>> Start Dataset excerpts

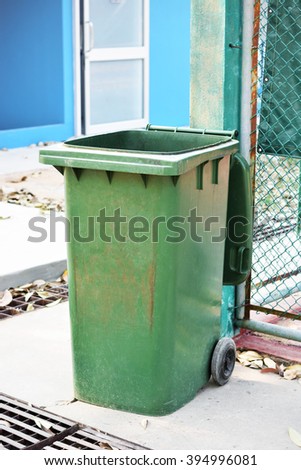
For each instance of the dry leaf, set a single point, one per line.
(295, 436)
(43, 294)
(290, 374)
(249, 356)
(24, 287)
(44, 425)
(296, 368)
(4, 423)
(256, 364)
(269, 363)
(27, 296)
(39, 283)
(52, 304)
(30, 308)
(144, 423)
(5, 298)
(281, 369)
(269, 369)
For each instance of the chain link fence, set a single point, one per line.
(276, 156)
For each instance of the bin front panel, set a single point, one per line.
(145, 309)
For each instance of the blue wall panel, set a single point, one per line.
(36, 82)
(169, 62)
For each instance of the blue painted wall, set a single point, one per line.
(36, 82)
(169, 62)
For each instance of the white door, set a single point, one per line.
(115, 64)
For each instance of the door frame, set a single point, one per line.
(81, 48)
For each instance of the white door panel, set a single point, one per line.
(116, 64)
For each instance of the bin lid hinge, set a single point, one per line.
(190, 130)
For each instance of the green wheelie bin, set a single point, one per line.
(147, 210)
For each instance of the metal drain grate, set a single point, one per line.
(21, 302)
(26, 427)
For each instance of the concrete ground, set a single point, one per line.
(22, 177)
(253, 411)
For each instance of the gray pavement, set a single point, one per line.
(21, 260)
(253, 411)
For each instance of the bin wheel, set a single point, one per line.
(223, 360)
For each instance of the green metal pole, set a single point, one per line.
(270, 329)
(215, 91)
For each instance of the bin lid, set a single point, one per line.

>> End Dataset excerpts

= Requirement =
Extract every entry above verbatim, keeping each line as it is, and leave the pictures out of your answer.

= Written response =
For each instance of the dry leaf, set a single point, one per line.
(295, 436)
(43, 294)
(290, 374)
(249, 356)
(24, 287)
(44, 425)
(296, 368)
(4, 423)
(256, 364)
(269, 363)
(27, 296)
(39, 283)
(52, 304)
(30, 308)
(144, 423)
(5, 298)
(281, 369)
(269, 369)
For each instance of the chain link fence, set a single point, one per line.
(276, 156)
For each instance of the bin front panel, set a single point, one per line.
(145, 309)
For each instance of the blue wall panel, set a single point, one per line.
(36, 82)
(169, 62)
For each instance of the blue painted wall, set a single point, one per line.
(36, 82)
(169, 62)
For each instance of the white door, set a single point, one per line.
(115, 64)
For each instance of the door frame, set a single point, one per line.
(81, 48)
For each instance of the white door panel, set a single point, one per line.
(116, 64)
For each instance of the bin lid hinge, set a single point, one per line.
(190, 130)
For each instance of the green wheelie bin, set a single point, one per line.
(147, 210)
For each instance of the metal drain grate, set a single point, one per line.
(21, 302)
(26, 427)
For each instance of the concrete ground, set a single point, one per line.
(22, 177)
(253, 411)
For each instance of the gray pavement, set a single point, one per line.
(21, 260)
(253, 411)
For each instance of the bin wheel, set a single point, one per line.
(223, 360)
For each instance of the green metal pole, set a single point, one per line.
(270, 329)
(215, 91)
For each instance of the bin lid, set a single point, one per line.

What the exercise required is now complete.